● DO THIS: Tally the lines in the records below that contain the string "sunlit" and give only that number.

Records from a data collection
▼
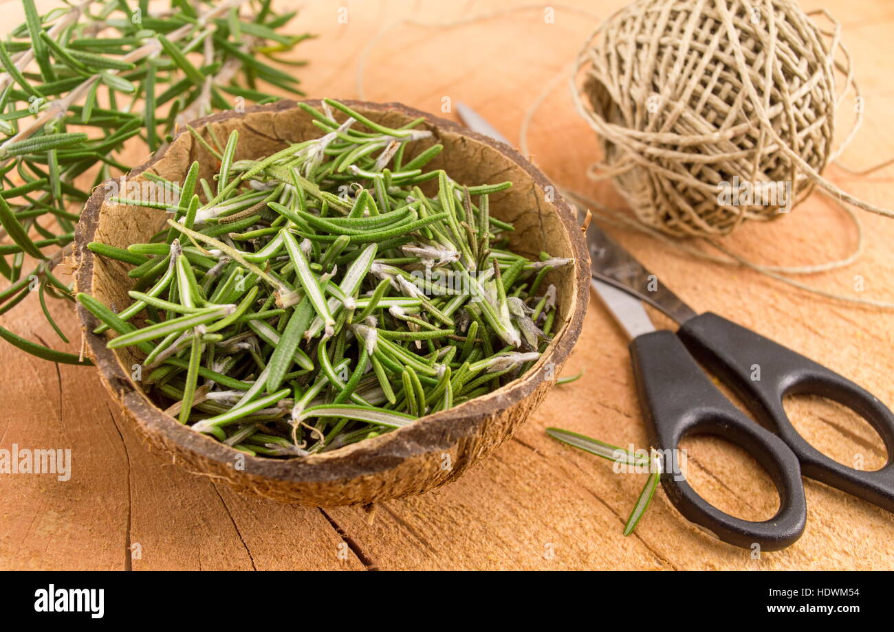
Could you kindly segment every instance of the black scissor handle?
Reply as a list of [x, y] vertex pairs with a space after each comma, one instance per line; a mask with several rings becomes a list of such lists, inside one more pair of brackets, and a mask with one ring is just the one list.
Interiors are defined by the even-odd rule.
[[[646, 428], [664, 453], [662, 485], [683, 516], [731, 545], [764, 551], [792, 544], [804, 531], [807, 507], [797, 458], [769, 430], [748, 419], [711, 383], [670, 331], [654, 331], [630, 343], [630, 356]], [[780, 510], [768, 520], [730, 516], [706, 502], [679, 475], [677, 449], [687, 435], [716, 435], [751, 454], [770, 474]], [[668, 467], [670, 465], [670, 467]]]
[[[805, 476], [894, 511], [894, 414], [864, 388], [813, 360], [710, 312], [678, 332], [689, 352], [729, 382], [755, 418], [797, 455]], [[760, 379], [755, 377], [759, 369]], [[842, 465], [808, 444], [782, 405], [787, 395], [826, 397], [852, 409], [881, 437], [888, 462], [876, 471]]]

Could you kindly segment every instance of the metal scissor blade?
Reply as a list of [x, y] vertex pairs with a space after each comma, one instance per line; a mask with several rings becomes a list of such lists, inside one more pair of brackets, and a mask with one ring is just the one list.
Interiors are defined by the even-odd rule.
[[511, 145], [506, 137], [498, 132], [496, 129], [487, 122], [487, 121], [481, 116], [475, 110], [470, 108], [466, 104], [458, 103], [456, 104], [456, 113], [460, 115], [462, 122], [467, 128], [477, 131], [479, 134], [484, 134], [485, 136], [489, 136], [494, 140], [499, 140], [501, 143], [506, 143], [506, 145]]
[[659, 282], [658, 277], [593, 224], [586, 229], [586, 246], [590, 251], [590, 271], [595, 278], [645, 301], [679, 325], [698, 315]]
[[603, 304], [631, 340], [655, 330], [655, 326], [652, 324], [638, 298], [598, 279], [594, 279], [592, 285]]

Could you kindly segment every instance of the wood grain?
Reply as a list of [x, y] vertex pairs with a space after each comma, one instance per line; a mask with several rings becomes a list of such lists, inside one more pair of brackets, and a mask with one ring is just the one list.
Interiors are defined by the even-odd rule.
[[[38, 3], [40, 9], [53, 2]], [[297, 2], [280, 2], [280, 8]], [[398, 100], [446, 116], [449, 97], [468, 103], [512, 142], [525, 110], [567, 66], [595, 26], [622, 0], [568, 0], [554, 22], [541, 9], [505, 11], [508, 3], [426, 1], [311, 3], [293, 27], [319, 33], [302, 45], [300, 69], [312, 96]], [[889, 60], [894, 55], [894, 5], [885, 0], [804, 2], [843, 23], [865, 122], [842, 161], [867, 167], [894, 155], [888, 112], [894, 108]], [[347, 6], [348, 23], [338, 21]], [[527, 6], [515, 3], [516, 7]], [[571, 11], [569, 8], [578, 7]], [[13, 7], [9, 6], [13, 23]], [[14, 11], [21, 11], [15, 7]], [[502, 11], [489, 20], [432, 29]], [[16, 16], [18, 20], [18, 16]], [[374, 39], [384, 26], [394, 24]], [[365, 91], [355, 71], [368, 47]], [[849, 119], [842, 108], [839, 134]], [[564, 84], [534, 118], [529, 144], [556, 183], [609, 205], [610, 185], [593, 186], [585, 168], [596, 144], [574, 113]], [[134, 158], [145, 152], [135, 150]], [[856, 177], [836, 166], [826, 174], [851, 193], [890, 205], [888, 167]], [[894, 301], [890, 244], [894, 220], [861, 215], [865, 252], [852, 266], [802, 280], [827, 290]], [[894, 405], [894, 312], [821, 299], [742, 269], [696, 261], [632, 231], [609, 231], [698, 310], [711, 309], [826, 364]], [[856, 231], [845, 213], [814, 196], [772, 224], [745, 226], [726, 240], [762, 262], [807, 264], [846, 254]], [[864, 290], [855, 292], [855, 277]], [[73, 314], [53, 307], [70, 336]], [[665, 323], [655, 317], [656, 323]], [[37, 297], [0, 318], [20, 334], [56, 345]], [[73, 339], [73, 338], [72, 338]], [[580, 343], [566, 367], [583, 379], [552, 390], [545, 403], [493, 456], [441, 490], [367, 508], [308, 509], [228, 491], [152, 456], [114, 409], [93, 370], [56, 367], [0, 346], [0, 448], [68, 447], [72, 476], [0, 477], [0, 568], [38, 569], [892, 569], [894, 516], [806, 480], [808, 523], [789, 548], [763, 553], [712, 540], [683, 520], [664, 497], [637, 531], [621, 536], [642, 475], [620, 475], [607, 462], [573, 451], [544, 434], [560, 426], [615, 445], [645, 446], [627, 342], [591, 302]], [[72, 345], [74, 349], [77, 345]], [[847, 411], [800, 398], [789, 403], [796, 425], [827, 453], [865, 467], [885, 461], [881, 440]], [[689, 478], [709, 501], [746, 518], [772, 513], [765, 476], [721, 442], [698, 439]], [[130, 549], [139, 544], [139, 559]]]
▲
▼
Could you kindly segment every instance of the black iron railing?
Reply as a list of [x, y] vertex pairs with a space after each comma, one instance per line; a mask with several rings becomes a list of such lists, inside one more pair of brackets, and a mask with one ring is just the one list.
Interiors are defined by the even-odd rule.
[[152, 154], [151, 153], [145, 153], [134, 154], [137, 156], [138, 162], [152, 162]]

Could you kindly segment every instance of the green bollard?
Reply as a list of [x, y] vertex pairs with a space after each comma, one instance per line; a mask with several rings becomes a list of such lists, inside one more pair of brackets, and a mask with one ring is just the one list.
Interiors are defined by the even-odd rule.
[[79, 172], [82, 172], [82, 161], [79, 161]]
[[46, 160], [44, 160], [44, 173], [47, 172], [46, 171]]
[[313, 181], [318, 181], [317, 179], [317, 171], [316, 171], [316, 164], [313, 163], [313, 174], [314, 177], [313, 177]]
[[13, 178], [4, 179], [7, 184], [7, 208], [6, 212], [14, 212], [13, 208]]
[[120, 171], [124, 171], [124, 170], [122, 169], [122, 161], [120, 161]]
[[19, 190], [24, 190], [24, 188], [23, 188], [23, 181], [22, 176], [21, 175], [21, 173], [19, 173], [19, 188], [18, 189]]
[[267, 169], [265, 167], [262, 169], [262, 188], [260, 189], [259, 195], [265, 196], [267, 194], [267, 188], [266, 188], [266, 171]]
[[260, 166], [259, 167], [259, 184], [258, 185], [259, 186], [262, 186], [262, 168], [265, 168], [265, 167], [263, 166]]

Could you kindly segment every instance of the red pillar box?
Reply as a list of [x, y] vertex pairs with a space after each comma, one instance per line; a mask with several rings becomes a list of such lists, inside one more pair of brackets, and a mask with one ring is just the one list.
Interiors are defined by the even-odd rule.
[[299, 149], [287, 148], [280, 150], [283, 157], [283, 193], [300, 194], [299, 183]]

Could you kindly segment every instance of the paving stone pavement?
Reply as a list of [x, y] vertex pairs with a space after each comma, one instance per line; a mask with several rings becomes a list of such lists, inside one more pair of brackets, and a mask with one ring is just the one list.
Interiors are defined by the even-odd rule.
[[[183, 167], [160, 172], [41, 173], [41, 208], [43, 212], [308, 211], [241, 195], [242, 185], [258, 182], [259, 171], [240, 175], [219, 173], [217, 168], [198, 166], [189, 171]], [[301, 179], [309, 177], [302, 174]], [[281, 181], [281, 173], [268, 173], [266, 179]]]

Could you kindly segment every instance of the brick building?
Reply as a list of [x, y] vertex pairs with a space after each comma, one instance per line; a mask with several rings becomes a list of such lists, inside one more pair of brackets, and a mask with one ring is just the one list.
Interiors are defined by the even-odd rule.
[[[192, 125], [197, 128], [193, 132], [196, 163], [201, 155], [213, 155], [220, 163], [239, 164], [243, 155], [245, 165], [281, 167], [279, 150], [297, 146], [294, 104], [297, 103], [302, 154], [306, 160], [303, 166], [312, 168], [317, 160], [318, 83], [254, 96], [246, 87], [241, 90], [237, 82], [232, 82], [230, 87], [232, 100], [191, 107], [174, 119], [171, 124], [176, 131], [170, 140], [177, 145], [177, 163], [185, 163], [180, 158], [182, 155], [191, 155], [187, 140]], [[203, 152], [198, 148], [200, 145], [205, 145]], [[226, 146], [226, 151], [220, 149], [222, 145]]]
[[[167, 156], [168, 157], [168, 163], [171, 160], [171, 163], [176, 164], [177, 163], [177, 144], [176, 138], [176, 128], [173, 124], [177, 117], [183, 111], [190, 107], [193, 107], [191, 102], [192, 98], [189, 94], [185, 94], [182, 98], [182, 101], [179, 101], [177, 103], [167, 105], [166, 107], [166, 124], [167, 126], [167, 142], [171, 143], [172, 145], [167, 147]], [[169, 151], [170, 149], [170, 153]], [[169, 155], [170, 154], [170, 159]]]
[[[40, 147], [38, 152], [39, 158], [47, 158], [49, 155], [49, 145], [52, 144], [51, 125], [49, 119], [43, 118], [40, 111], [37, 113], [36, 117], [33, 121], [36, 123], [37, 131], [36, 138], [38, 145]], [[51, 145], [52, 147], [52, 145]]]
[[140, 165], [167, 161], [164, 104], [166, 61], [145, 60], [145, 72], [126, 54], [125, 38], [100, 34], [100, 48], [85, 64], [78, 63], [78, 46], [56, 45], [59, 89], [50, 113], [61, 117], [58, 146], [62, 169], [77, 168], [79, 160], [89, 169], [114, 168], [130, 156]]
▲
▼
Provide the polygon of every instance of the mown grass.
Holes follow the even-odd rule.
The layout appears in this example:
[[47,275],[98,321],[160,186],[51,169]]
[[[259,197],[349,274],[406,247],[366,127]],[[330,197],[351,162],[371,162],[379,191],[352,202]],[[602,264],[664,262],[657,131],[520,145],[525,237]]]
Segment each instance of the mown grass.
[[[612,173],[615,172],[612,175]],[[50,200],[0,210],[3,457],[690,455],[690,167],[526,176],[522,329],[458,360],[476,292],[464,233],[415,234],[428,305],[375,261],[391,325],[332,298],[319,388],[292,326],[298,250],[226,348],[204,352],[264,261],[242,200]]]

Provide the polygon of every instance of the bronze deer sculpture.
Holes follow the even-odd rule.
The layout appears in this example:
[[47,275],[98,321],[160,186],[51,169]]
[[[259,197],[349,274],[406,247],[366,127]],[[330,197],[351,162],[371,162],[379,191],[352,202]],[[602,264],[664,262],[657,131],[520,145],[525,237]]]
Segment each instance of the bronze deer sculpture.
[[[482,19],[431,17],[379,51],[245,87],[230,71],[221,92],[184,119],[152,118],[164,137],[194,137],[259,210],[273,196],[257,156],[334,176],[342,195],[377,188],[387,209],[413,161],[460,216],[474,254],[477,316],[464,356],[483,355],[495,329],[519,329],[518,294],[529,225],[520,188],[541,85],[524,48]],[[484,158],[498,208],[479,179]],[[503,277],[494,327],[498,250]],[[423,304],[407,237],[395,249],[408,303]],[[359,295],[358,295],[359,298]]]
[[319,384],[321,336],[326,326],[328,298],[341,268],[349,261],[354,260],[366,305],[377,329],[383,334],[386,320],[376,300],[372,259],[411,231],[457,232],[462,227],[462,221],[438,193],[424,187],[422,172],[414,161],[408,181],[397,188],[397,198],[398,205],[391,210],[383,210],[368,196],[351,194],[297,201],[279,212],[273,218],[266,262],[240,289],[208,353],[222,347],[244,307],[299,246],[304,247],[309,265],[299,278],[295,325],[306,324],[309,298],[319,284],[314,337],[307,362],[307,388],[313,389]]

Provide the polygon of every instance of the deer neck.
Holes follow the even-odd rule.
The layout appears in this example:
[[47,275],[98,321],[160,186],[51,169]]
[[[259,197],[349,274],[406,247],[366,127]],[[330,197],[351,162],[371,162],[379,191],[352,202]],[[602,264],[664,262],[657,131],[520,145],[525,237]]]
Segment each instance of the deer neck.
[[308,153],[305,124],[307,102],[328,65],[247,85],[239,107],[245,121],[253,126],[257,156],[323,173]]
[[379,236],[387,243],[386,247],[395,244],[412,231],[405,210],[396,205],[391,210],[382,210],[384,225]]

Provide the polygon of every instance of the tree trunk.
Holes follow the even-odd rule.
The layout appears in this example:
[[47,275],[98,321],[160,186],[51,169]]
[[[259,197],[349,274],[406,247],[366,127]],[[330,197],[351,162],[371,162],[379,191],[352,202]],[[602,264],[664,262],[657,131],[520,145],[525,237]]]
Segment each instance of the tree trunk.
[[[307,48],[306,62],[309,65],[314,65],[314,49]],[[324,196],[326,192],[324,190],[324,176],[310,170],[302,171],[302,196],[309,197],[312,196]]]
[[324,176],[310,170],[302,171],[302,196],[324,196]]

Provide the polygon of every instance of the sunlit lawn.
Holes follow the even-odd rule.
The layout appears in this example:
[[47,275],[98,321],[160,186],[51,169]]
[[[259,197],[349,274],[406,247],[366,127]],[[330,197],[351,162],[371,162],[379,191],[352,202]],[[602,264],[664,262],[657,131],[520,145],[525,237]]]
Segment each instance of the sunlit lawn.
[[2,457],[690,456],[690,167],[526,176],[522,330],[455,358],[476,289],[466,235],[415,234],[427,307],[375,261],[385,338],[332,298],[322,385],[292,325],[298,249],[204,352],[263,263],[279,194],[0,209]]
▲
● COMPLETED EXERCISE: 2